■ **ATTIVITÀ DA SVOLGERE**
• a. Secondo il testo sulla stampa clandestina della Resistenza, in quale zona operava la X Brigata “Rocco”?
• b. Riassuma in due frasi il testo sulla stampa clandestina della Resistenza.
• c. Prosegua il testo sulla stampa clandestina della Resistenza dal punto in cui si interrompe.

#### TESTO FORNITO

Sono stati recentemente pubblicati sul sito www.giornaliallamacchia.isrn.it, a cura dell’Istituto Storico della Resistenza e della Società Contemporanea nel Novarese, nel Verbano-Cusio–Ossola, i giornali della stampa clandestina della Resistenza, nei territori in cui combatterono le formazioni partigiane sul versante piemontese.
Di particolare interesse i tre numeri di STAFFETTA AZZURRA, giornale della X Brigata “Rocco”, che operava sulle alture intorno al lago d’Orta, curato dal concittadino luinese Guido Petter. Si tratta di dattiloscritti con disegni eseguiti a mano e diversi per ogni copia.
Petter, futuro docente di Psicologia dello Sviluppo presso l’Università di Padova, saggista e scrittore, come giornalista della brigata, ne curava la pubblicazione. Avrebbe raccontato lui stesso questa esaltante esperienza, quando girava con la sua macchina portatile, alla ricerca di una scatola di latta dove riporre i fogli e la carta a carbone, procuratagli finalmente da un ragazzo del luogo. E furono proprio i coetanei a salvarlo, quando, rintanato in una stalla al centro del paese, invaso da reparti tedeschi e fascisti, gli portavano di nascosto il cibo.

########
#### ESTRATTI DEI DATI

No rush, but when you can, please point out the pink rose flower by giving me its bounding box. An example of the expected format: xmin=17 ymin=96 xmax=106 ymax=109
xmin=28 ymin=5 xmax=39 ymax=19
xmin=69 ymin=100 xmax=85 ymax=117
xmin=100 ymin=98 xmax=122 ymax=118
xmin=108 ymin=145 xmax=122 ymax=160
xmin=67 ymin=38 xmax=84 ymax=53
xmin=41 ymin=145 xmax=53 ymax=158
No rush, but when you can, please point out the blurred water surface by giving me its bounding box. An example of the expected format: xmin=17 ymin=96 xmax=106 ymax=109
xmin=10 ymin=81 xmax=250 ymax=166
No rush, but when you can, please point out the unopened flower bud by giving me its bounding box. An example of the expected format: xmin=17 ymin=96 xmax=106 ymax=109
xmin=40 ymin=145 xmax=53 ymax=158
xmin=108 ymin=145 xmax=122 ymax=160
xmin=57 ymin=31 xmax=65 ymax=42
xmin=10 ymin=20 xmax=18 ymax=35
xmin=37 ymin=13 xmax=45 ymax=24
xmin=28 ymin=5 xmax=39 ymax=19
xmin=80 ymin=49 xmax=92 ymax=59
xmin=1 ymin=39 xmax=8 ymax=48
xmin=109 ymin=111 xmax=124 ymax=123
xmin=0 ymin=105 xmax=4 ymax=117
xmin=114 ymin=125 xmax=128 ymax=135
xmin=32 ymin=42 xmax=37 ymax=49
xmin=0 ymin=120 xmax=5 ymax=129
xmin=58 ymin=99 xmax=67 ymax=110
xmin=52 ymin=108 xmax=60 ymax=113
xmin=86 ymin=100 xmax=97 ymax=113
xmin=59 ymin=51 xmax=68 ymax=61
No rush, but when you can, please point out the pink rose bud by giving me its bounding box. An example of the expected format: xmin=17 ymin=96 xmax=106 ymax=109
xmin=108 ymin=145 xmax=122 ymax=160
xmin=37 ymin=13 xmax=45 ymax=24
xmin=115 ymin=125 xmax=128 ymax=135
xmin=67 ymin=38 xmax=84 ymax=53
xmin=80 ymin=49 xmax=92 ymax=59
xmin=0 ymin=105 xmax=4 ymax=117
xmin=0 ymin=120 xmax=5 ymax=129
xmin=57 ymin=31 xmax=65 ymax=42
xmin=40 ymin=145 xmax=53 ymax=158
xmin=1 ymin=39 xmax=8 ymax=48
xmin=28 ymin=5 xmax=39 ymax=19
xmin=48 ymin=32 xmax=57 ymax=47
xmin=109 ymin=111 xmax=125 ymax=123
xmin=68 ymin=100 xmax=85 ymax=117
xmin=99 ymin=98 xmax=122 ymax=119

########

■ **RISPOSTE SCRITTE**
• a. Sulle alture intorno al lago d’Orta.

• b. L’Istituto Storico della Resistenza e della Società Contemporanea nel Novarese, nel Verbano-Cusio-Ossola ha pubblicato sul sito www.giornaliallamacchia.isrn.it i giornali clandestini della Resistenza piemontese, fra cui i tre numeri di STAFFETTA AZZURRA, giornale della X Brigata “Rocco” curato dal luinese Guido Petter e composto da dattiloscritti con disegni fatti a mano. Petter, poi docente all’Università di Padova, avrebbe raccontato in seguito la ricerca di una scatola di latta per i fogli e l’aiuto dei coetanei, che gli portavano di nascosto il cibo quando si nascondeva in una stalla.

• c.
Realismo tattico
Giornali aperti al dibattito, rivolto soprattutto ai compagni di lotta. Nel numero del 12 marzo 1945, ad esempio, viene evidenziata la necessità di trasformare le bande partigiane in un regolare reparto dell’esercito di liberazione. «Le popolazioni lavoratrici di Torino, Milano, Genova, Venezia, Trieste attendono la libertà dalle nostre forze organizzate. […] La piccola banda autonoma non è sufficiente a questo grandioso compito, non basta da sola a sollevare le martoriate popolazioni italiane dal loro grande dolore, dalla tremenda loro umiliazione». Un realismo tattico finalizzato ad un unico ideale: “Libertà, piena libertà al popolo italiano”.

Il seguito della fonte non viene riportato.